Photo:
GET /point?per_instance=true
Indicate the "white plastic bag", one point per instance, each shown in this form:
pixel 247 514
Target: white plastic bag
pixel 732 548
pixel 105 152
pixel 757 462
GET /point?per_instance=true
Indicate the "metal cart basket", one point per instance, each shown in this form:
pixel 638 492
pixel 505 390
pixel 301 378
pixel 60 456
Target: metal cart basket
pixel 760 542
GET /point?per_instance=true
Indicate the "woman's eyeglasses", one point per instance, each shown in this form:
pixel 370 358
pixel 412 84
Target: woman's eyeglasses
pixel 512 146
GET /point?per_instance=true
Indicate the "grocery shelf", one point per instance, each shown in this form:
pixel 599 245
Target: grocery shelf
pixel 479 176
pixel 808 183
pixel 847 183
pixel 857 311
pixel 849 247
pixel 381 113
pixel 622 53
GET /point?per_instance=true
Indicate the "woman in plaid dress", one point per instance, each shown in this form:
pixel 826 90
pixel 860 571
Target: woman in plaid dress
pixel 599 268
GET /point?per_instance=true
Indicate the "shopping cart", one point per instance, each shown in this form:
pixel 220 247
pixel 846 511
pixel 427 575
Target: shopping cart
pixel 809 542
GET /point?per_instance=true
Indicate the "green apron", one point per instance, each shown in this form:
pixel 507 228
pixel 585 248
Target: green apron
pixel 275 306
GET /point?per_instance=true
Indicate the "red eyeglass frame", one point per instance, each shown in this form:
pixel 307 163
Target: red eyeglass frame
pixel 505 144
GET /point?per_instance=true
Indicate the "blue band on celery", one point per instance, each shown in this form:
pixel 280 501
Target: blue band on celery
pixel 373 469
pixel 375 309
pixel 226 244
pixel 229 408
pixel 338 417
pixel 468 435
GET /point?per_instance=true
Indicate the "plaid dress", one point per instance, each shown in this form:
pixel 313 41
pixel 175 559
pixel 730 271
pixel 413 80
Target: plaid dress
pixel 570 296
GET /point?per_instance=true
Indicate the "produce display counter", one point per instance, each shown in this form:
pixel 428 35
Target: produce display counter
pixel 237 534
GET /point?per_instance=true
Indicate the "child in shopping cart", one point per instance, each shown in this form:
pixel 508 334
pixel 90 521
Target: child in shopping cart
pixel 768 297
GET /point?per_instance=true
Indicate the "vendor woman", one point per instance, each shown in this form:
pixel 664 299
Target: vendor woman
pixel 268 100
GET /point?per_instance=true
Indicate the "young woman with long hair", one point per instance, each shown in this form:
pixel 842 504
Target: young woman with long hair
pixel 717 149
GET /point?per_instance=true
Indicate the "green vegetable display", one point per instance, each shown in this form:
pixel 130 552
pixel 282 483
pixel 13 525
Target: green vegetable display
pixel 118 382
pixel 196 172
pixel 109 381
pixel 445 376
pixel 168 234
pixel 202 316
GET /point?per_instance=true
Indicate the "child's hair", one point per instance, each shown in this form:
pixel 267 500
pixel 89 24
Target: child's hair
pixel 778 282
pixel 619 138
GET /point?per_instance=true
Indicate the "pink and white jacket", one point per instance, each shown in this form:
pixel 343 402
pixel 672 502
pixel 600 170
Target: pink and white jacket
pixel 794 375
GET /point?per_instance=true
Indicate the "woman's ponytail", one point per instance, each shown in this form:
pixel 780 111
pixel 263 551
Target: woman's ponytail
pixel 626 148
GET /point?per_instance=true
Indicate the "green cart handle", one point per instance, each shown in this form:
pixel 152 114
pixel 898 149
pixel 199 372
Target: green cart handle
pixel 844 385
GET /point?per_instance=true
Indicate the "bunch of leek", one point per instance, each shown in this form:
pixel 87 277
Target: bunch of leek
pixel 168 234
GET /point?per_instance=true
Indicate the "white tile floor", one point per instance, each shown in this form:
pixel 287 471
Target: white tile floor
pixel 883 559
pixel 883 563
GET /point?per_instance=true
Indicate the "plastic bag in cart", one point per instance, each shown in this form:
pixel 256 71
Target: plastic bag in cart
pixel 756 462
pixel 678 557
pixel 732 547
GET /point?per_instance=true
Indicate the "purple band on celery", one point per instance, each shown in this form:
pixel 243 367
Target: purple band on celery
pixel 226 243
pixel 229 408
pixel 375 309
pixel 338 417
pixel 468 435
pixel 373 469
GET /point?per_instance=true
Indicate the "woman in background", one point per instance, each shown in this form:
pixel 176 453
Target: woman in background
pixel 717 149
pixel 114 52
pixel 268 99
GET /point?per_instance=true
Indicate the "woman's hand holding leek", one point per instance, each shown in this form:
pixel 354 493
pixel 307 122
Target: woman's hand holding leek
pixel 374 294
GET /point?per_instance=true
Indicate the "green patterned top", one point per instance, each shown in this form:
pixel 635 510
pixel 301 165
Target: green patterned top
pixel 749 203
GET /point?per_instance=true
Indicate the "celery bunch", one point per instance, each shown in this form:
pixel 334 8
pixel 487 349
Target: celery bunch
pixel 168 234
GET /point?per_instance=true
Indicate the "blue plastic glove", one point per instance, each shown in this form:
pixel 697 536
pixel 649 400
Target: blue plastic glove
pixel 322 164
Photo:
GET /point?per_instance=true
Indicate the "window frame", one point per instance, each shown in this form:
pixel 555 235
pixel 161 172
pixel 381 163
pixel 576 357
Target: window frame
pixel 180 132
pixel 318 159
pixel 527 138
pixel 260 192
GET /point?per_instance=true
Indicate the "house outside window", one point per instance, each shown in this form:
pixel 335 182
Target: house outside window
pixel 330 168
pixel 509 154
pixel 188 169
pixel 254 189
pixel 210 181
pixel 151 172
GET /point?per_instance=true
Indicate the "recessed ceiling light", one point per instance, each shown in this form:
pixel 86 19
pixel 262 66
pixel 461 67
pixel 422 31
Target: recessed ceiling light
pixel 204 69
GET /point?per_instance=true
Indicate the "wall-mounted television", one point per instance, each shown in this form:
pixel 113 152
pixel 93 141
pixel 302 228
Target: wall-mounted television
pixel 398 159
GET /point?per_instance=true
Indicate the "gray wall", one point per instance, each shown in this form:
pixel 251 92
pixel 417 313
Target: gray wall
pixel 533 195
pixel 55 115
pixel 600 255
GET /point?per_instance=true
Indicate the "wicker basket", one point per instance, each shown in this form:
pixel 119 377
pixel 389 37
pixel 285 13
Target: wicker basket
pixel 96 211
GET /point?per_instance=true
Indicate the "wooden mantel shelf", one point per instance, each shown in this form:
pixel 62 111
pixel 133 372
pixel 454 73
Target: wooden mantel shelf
################
Written request: Copy every line above without changing anything.

Task solution:
Photo:
GET /point?per_instance=true
Indicate the "white plastic bag", one point per instance, each shown in this form:
pixel 247 514
Target: white plastic bag
pixel 732 548
pixel 105 152
pixel 757 462
GET /point?per_instance=true
Indicate the "metal cart basket", one point per instance, each shown in this form:
pixel 638 492
pixel 505 390
pixel 301 378
pixel 60 456
Target: metal cart basket
pixel 760 542
GET /point?per_instance=true
Indicate the "woman's eyeglasses", one point per instance, each shown in this form:
pixel 370 358
pixel 412 84
Target: woman's eyeglasses
pixel 512 146
GET /point?per_instance=true
Indicate the "grocery shelf", one point per instance, each shown in this form:
pixel 599 245
Target: grocery shelf
pixel 479 176
pixel 808 183
pixel 847 183
pixel 857 311
pixel 849 247
pixel 381 113
pixel 622 53
GET /point?per_instance=true
Indicate the "woman in plaid dress", one point per instance, each shown in this form:
pixel 826 90
pixel 860 571
Target: woman in plaid dress
pixel 599 268
GET /point?per_instance=true
Indicate the "shopping cart", one point per instance, each shown in this form:
pixel 220 247
pixel 846 511
pixel 427 575
Target: shopping cart
pixel 809 542
GET /point?per_instance=true
Indicate the "green apron", one point per instance, each shown in this form:
pixel 507 228
pixel 585 248
Target: green apron
pixel 275 306
GET /point?per_instance=true
Indicate the "red eyeglass frame", one point per instance, each shown in this form:
pixel 307 163
Target: red eyeglass frame
pixel 505 144
GET /point?per_instance=true
Indicate the "blue band on celery", one point per instance, each shown in this form:
pixel 280 501
Target: blue band on celery
pixel 373 469
pixel 375 309
pixel 226 244
pixel 229 408
pixel 338 417
pixel 468 435
GET /point?per_instance=true
Indicate the "plaid dress", one point per instance, each shown in this form:
pixel 313 41
pixel 175 559
pixel 730 271
pixel 413 80
Target: plaid dress
pixel 570 296
GET /point?per_instance=true
Indicate the "produce display counter", one point per instance, each shown in this form:
pixel 428 35
Target: produce display counter
pixel 237 534
GET /point?per_instance=true
Indicate the "child in shopping cart", one point per instance, each shown in this form:
pixel 508 334
pixel 90 521
Target: child in shopping cart
pixel 768 297
GET /point?per_instance=true
Indicate the "vendor woman", one point per instance, each shown in this form:
pixel 664 299
Target: vendor woman
pixel 268 100
GET /point?per_instance=true
Indicate the "young woman with long hair", one point per instance, each shown in this form:
pixel 842 504
Target: young woman with long hair
pixel 717 149
GET /point?per_instance=true
Indicate the "green vegetable display", one point per instance, each shown in this form:
pixel 130 552
pixel 282 483
pixel 13 525
Target: green vegetable display
pixel 118 382
pixel 196 172
pixel 109 381
pixel 445 376
pixel 168 234
pixel 202 316
GET /point?per_instance=true
Indicate the "child's hair", one point per instance, each shown in this form:
pixel 267 500
pixel 89 24
Target: child's hair
pixel 778 282
pixel 619 138
GET /point?per_instance=true
Indicate the "pink and white jacket", one point per instance, each shown in this form:
pixel 343 402
pixel 672 502
pixel 600 170
Target: pink and white jacket
pixel 794 375
GET /point?per_instance=true
Indicate the "woman's ponytail", one point per instance, each shown in this form:
pixel 780 111
pixel 263 551
Target: woman's ponytail
pixel 626 148
GET /point?per_instance=true
Indicate the "green cart handle", one point per instance, each shown in this form:
pixel 152 114
pixel 898 149
pixel 199 372
Target: green cart handle
pixel 844 385
GET /point?per_instance=true
Indicate the "bunch of leek", one point per instance, each shown in this form:
pixel 87 277
Target: bunch of leek
pixel 168 234
GET /point?per_instance=true
Indicate the "white tile floor", one point per instance, each shown in this form:
pixel 287 471
Target: white tile floor
pixel 883 559
pixel 883 563
GET /point?per_instance=true
Indicate the "plastic bag in cart", one point per instance, each shown in this form:
pixel 256 71
Target: plastic bag in cart
pixel 756 462
pixel 678 557
pixel 732 547
GET /point?per_instance=true
Indicate the "purple band on celery", one point per instance, each shown in this form:
pixel 243 367
Target: purple band on celery
pixel 226 243
pixel 229 408
pixel 375 309
pixel 338 417
pixel 468 435
pixel 373 469
GET /point?per_instance=true
Indicate the "woman in background", one point per instance, each shown in this form:
pixel 176 453
Target: woman in background
pixel 717 149
pixel 114 52
pixel 268 99
GET /point?per_instance=true
Indicate the "woman's hand holding leek", one point per instance, each shown in this form:
pixel 354 493
pixel 307 122
Target: woman's hand holding leek
pixel 374 294
GET /point?per_instance=true
Indicate the "green patterned top", one point per instance, each shown in this form:
pixel 635 510
pixel 301 165
Target: green patterned top
pixel 749 203
GET /point?per_instance=true
Indicate the "celery bunch", one point per instance, each shown in this form:
pixel 334 8
pixel 487 349
Target: celery bunch
pixel 168 234
GET /point?per_instance=true
Indicate the "blue plastic glove", one point per instance, each shown in this form:
pixel 697 536
pixel 649 400
Target: blue plastic glove
pixel 322 164
Photo:
GET /point?per_instance=true
Indicate the "window frame", one point per instance, each shown in this form:
pixel 555 235
pixel 161 172
pixel 381 163
pixel 576 357
Target: window frame
pixel 180 132
pixel 318 159
pixel 527 138
pixel 260 192
GET /point?per_instance=true
Indicate the "house outside window", one point per instance, each shown in this form:
pixel 335 182
Target: house outside window
pixel 330 168
pixel 509 154
pixel 188 169
pixel 254 189
pixel 210 181
pixel 151 172
GET /point?per_instance=true
Indicate the "recessed ceiling light", one point per instance, each shown in this form:
pixel 86 19
pixel 262 66
pixel 461 67
pixel 422 31
Target: recessed ceiling light
pixel 204 69
GET /point?per_instance=true
Indicate the "wall-mounted television", one point per instance, each shown in this form:
pixel 113 152
pixel 93 141
pixel 302 228
Target: wall-mounted television
pixel 398 159
GET /point?per_instance=true
Indicate the "gray wall", one point per instance, each shown in this form:
pixel 251 92
pixel 417 313
Target: gray wall
pixel 533 195
pixel 55 115
pixel 600 255
GET /point?per_instance=true
Indicate the "wicker basket", one point per instance, each shown in this form:
pixel 119 377
pixel 389 37
pixel 285 13
Target: wicker basket
pixel 96 211
GET /point?per_instance=true
Indicate the "wooden mantel shelf", one point per instance, each shown in this form:
pixel 62 111
pixel 133 372
pixel 454 73
Target: wooden mantel shelf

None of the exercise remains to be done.